Zitierter Text
# # # #
# Schaltschrank Weitwinkelscharnier gesucht



## SchneiderCC (19 Dezember 2019)

Bei uns wurde eine Maschine gebaut. Dabei wurden AE-Schränke im Maschinengestell integriert. Vorderseite bündig mit Gestell und seitlich zwischen Schaltschrank und Maschinengestell kein Abstand.
Jetzt gehen die Türen der Schaltschränke nicht komplett auf, weil sie beim öffnen in das Maschinengestell ausschwenken. Da ein verbreitern des Maschinengestells ausscheidet und die Schaltschrank Vorderkante nicht über das Maschinengestell herausstehen sollte suche ich nun Speziallscharniere wie man sie aus dem Möbelbau kennt.

Zur Verdeutlichung hier:
ganz links die Problemstelle, daneben das Scharnier aus dem Möbelbau welches die Funktion erfüllt, aber nicht ohne weiteres am Schaltschrank passt.


Nun meine Frage: 
Kennt jemand einen Hersteller für Rittal AE kompatible Weitwinkelscharniere?


----------



## JesperMP (19 Dezember 2019)

Ich habe keine Lösung für dich. 
Nur, ich sehe dass das Problem ist dass das "Weitvinkelscharnier" viel grössere Kräfte aufnehmen soll als der einfachere scharnier soll, wegen Kraft mal Arm.
Und ein Schaltschranktür ist wesentlich schwehrer als einn Möbeltür.
Vielleicht ein Kofferraumscharnier wie auf eine PkW ? Dann verliert man Platz auf die Innenseite, aber das wäre vielleicht akseptabel ?


----------



## SchneiderCC (20 Dezember 2019)

Danke für den Tip.
Das Gewicht der Türen  ist in diesem Fall nicht so das Problem die Schranktüren sind nur 600x600 groß. 
Mit Kofferaumscharnieren könnte es schon gehen, ich wollte nur das gebastel vermeiden.


----------



## Blockmove (20 Dezember 2019)

Türanschlag wechseln geht nicht?
# # # #
Erfasste Angaben
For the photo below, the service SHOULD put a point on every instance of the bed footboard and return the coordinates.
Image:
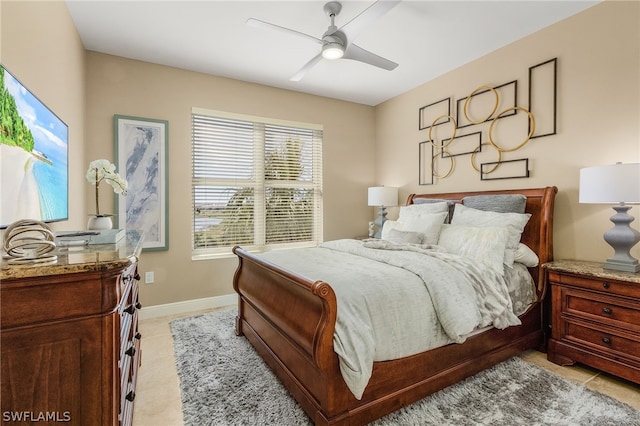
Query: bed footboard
(290, 320)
# # # #
Ziel der Aufgabe
Gib an, wie groß die Schranktüren laut dem zitierten Text sind. Die Zeilen werden hier nicht benötigt.

Als Antwort
Die Schranktüren sind nur 600x600 groß.